[Written problem]: Can you continue the text on the FastReID re-identification library, starting right after its final sentence?

[Document]:
++++++

Person re-identification (re-id), as an important task in computer vision, has developed rapidly in recent years and is facing the demand for real-world applications such as intelligent video surveillance and smart retailing. Many researchers realize a task based on open source code, less extensible and reusable modification make it difficult to reproduce the results. Besides, there often exists a gap between academic research and model deployment, which makes it difficult for academic research models to be quickly transferred to productions.
To accelerate progress in the community of person re-identification including researchers and practitioners in academia and industry, we now release a unified person re-identification library named FastReID. We have introduced a stronger modular, extensible design that allows researchers and practitioners easily to plug their oven designed module without repeatedly rewriting codebase, into a re-id system for further rapidly moving research ideas into production models. Manageable system configuration makes it more flexible and extensible, which is easily extended to a range of tasks, such as general image retrieve and face recognition, etc. Based on FastReID, we provide many state-of-the-art pre-trained models on multiple tasks about person re-id, cross-domain person re-id, partial person re-id and vehicle re-id. Except for providing the codebase and benchmarking results, we hope that the library can provide a fair comparison between different approaches.
Recently, FastReID has become one of the widely used open-source library in JD AI Research. We will continually refine it and add new features to it. We warmly welcome individuals, labs to use our open-source library and look forward to cooperating with you to jointly accelerate AI Research and achieve technological breakthroughs. .
2 Highlight of FastReID
FastReID provides a complete toolkit for training, evaluation, finetuning and model deployment. Besides, FastReID provides strong baselines that are capable of achieving state-of-the-art performance on multiple tasks.
Modular and extensible design. In FastReID, we introduce a modular design that allows users to plug custom-designed modules into almost any part of the re-identification system. Therefore, many new researchers and practitioners can quickly implement their ideas without re-writing hundreds of thousands of lines of code.
Manageable system configuration.
FastReID implemented in PyTorch is able to provide fast training on multi-GPU servers. Model definitions, training and testing are written as YAML files. FastReID supports many optional components, such as backbone, head aggregation layer and loss function, and training strategy.
Richer evaluation system. At present, many researchers only provide a single CMC evaluation index. To meet the requirement of model deployment in practical scenarios, FastReID provides more abundant evaluation indexes, e.g., ROC and mINP, which can better reflect the performance of models.
Engineering deployment. Too deep model is hard to deploy in edge computing hardware and AI chips due to time-consuming inference and unrealizable layers. FastReID implements the knowledge distillation module to obtain a more precise and efficient lightweight model. Also, FastReID provides a conversion tool, e.g., PyTorchCaffe and PyTorchTensorRT to achieve fast model deployment.
State-of-the-art pre-trained models. FastReID provides state-of-the-art inference models including person re-id, partial re-id, cross-domain re-id and vehicle re-id. We plan to release these pre-trained models. FastReID is very easy to extend to general object retrieval and face recognition. We hope that a common software advanced new ideas to applications.
3 Architecture of FastReID
In this section, we elaborate on the pipeline of FastReID as shown in Fig. 1. The whole pipeline consists of four modules: image pre-processing, backbone, aggregation and head, we will introduce them in detail one by one.

++++++

[Records shown]:
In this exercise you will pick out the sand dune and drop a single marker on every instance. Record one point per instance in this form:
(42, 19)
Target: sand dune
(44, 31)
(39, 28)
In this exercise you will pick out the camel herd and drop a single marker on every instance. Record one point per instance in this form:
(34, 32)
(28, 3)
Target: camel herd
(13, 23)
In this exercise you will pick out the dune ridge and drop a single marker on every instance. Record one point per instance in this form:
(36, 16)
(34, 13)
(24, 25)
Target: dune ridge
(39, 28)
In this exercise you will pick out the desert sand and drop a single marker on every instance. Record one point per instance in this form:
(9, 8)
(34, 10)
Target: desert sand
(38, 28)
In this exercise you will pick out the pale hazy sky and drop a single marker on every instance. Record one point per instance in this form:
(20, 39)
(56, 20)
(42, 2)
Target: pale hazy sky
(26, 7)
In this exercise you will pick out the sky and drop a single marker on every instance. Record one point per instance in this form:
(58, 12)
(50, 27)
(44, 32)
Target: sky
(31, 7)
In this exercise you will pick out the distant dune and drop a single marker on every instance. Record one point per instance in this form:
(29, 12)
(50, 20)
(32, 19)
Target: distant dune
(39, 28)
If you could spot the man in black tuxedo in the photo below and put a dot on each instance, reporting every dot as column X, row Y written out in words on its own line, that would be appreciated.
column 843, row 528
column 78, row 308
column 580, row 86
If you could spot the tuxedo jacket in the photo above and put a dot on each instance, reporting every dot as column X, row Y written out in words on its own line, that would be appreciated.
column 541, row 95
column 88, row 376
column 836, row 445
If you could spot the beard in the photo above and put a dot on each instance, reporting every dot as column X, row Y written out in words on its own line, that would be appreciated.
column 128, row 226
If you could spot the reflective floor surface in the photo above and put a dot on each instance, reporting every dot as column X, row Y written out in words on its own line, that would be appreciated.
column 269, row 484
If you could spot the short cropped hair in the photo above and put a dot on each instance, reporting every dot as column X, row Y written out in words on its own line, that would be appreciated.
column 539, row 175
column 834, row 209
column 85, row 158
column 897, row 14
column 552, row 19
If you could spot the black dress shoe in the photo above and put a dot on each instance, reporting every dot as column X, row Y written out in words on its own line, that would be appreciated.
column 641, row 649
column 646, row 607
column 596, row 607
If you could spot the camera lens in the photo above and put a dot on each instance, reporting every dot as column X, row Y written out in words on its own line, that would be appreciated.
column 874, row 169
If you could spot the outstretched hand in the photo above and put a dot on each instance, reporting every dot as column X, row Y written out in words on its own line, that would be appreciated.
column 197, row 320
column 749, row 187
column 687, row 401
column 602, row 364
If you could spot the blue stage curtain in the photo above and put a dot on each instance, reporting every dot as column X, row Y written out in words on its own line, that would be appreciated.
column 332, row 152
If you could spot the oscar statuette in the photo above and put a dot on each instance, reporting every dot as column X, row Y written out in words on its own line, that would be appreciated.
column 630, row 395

++++++

[Result]:
3.1 Image Pre-processing
The collected images are of different sizes, we first resize the images to fixed-size images. And images can be packaged into batches and then input into the network. To obtain a more robust model, flipping as a data augmentation method by mirroring the source images to make data more diverse. Random erasing, Random patch, Random patch [Zhou_2019_ICCV] and Cutout [devries2017improved] are also augmentation methods that randomly selects a rectangle region in an image and erases its pixels with random values, another image patch and zero values, making the model effectively reduce the risk of over-fitting and robust to occlusion. Auto-augment is based on automl technique to achieve effective data augmentation for improving the robustness of feature representation. It uses an auto search algorithm to find the fusion policy about multiple image processing functions such as translation, rotation and shearing.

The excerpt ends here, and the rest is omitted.